Selected text ::

Databrick Azure broadcast variables not serializable

So I am trying to create a extremely simple spark notebook using Azure Databricks and would like to make use of a simple RDD map call.
This is just for messing around, so the example is a bit contrived, but I can not get a value to work in the RDD map call unless it is a static constant value
I have tried using a broadcast variable
Here is a simple example using an int which I broadcast and then try and use in the RDD map
val sparkContext = spark.sparkContext
val sqlContext = spark.sqlContext
import sqlContext.implicits._
val multiplier = 3
val multiplierBroadcast = sparkContext.broadcast(multiplier)
val data = Array(1, 2, 3, 4, 5)
val dataRdd = sparkContext.parallelize(data)
val mappedRdd = dataRdd.map(x => multiplierBroadcast.value)
val df = mappedRdd.toDF
df.show()
Here is another example where I use simple serializable singleton object with an int field which I broadcast and then try and use in the RDD map
val sparkContext = spark.sparkContext
val sqlContext = spark.sqlContext
import sqlContext.implicits._
val multiplier = 3
object Foo extends Serializable { val theMultiplier: Int = multiplier}
val fooBroadcast = sparkContext.broadcast(Foo)
val data = Array(1, 2, 3, 4, 5)
val dataRdd = sparkContext.parallelize(data)
val mappedRdd = dataRdd.map(x => fooBroadcast.value.theMultiplier)
val df = mappedRdd.toDF
df.show()
And finally a List[int] with a single element which I broadcast and then try and use in the RDD map
val sparkContext = spark.sparkContext
val sqlContext = spark.sqlContext
import sqlContext.implicits._
val multiplier = 3
val listBroadcast = sparkContext.broadcast(List(multiplier))
val data = Array(1, 2, 3, 4, 5)
val dataRdd = sparkContext.parallelize(data)
val mappedRdd = dataRdd.map(x => listBroadcast.value.head)

Task ::
Return, word for word, the passage of the Databricks broadcast variable post that begins with the words containing "val mappedRdd = dataRdd.map(x => multiplierBroadcast.value)" and ends with "dataRdd.map(x => fooBroadcast.value.theMultiplier)".

Supplied material ::
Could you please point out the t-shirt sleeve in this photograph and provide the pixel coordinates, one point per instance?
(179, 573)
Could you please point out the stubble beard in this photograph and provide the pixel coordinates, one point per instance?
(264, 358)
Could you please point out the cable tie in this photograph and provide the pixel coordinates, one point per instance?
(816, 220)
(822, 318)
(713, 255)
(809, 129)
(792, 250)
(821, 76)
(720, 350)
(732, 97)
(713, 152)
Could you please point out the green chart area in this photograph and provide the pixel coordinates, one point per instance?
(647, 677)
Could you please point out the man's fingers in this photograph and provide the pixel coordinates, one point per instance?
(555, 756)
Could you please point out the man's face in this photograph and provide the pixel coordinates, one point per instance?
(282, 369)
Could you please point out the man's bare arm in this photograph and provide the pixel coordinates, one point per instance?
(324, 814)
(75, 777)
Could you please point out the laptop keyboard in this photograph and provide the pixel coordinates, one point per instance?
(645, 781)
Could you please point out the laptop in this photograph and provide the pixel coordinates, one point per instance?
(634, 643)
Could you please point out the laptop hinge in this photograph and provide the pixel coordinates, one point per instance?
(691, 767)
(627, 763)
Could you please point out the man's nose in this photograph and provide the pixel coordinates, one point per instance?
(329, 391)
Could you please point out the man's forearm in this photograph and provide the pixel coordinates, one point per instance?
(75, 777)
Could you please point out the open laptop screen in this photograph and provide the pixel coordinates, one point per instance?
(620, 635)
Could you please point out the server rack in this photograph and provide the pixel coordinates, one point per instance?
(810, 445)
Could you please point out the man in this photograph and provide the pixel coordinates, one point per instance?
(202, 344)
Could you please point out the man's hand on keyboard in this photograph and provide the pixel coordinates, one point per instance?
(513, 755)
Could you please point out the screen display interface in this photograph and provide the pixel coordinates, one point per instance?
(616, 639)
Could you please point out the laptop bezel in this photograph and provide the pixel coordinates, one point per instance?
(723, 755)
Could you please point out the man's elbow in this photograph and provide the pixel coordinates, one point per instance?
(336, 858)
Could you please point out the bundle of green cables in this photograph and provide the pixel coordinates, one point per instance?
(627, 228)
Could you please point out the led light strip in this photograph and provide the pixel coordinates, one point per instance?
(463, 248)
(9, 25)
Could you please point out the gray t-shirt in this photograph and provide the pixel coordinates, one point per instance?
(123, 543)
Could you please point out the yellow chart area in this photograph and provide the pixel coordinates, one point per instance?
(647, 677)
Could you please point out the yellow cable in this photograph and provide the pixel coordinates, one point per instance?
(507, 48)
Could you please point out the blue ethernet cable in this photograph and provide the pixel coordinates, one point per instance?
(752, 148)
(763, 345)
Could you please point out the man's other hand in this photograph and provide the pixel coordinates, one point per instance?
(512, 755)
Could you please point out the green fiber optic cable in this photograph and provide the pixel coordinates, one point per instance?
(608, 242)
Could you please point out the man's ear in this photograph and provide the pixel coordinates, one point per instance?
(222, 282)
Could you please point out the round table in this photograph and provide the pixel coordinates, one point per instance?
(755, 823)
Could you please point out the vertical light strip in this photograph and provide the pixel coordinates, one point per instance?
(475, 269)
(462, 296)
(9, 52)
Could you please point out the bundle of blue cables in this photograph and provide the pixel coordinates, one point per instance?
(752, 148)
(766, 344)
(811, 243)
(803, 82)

Result below ::
val mappedRdd = dataRdd.map(x => multiplierBroadcast.value)
val df = mappedRdd.toDF
df.show()
Here is another example where I use simple serializable singleton object with an int field which I broadcast and then try and use in the RDD map
val sparkContext = spark.sparkContext
val sqlContext = spark.sqlContext
import sqlContext.implicits._
val multiplier = 3
object Foo extends Serializable { val theMultiplier: Int = multiplier}
val fooBroadcast = sparkContext.broadcast(Foo)
val data = Array(1, 2, 3, 4, 5)
val dataRdd = sparkContext.parallelize(data)
val mappedRdd = dataRdd.map(x => fooBroadcast.value.theMultiplier)